| Data entries |
★ ★ ★ ★
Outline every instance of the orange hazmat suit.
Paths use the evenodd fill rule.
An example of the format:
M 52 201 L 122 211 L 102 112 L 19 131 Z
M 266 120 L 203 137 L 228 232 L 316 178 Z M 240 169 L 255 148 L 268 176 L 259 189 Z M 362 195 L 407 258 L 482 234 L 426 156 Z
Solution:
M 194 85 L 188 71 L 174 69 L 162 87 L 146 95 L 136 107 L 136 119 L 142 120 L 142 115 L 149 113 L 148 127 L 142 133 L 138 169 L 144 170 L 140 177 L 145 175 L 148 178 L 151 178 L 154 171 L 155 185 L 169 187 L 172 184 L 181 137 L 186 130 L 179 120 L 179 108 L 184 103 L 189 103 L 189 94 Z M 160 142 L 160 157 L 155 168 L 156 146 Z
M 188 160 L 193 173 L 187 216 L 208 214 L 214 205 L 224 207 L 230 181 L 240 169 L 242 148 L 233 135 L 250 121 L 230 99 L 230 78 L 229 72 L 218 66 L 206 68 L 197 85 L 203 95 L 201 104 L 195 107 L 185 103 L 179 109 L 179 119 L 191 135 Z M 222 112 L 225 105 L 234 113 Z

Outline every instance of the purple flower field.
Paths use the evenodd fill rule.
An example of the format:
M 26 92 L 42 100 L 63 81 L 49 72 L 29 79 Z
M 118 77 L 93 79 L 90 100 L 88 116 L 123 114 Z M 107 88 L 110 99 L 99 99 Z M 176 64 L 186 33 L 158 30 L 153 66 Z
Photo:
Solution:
★ ★ ★ ★
| Task description |
Reproduce all of the data above verbatim, keeping every line unchanged.

| Written reply |
Outline every instance of the orange hazmat suit.
Paths use the evenodd fill rule.
An example of the format:
M 52 201 L 122 211 L 102 112 L 19 131 Z
M 266 120 L 203 137 L 228 232 L 316 178 Z M 240 169 L 255 148 L 268 176 L 259 189 Z M 362 195 L 407 258 L 482 234 L 426 156 Z
Solution:
M 194 85 L 188 71 L 174 69 L 162 87 L 146 95 L 136 107 L 136 119 L 142 120 L 142 115 L 149 113 L 148 127 L 142 133 L 138 169 L 144 170 L 140 177 L 145 175 L 148 178 L 151 178 L 154 171 L 155 185 L 169 187 L 172 184 L 181 137 L 186 130 L 179 120 L 179 108 L 184 103 L 189 103 L 189 94 Z M 160 142 L 160 157 L 155 168 L 156 146 Z
M 188 160 L 193 173 L 187 216 L 208 214 L 214 205 L 224 207 L 230 181 L 240 169 L 242 148 L 233 135 L 250 121 L 230 99 L 230 78 L 229 72 L 218 66 L 206 68 L 197 85 L 203 95 L 201 104 L 195 107 L 185 103 L 179 109 L 179 119 L 191 135 Z M 222 112 L 225 105 L 234 113 Z

Outline every instance of the purple flower field.
Paths use the evenodd fill rule.
An example of the format:
M 26 92 L 42 100 L 63 81 L 49 72 L 29 79 Z
M 118 77 L 93 79 L 90 100 L 88 116 L 123 114 Z M 107 88 L 110 99 L 99 99 Z M 176 64 L 186 33 L 158 30 L 153 66 Z
Photo:
Solution:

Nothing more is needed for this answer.